What is the fastest way for a programmer to make $10000? - FahadUddin92
What are some proven ways for a developer to make an extra $10000 in a year doing anything (freelancing, starting a company etc) which has the most chances of reaching $10000 working on weekends?
======
muzani
I've done it all, from freelancing to startups to starting a cafe.

What consistently worked for me is teaching, in hours worked,
risk/repeatability, and overall time (3 months).

The cafe brought me that kind of sales in about 10 weeks, but after factoring
all the other costs, the income was lower than an average salary.

Startups are very slow to set up. Something with 5%-10% margin would be faster
to set up - get a product, hack together an online shop, drop some money on
Google ads. But when you look at profitability it could take way more than a
year for that kind of money. Cafes are faster.

A startup with 90% profit margin would bring in the income much faster, but it
may take a very long time to build such a thing, easily 3+ months.

Freelancing is good. A fixed price project would pay that well in about 1
month if you're good and reputable. I've been offered about 4 projects
crossing the $10k mark, but all of them failed for some reason (mostly
miscommunication).

A beginner freelancer might make about $25-$50 an hour.

But with similar experience, you might get about $50-$75 an hour teaching
bootcamps or individuals.

» Data entries:
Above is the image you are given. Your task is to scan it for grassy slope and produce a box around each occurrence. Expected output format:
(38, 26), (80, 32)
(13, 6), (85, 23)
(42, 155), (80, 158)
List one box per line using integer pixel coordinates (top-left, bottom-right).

» Work instructions:
A: According to the forum thread, roughly how long did the cafe take to bring in that level of sales?
B: Translate this sentence from the forum thread into Spanish: "A beginner freelancer might make about $25-$50 an hour."
C: The reply in the forum thread opens with "I've done it all." List every undertaking that opening sentence names.

» The solutions:
A: About 10 weeks.

B: Un freelancer principiante podría ganar alrededor de $25-$50 por hora.

C:
- Freelancing
- Startups
- Starting a cafe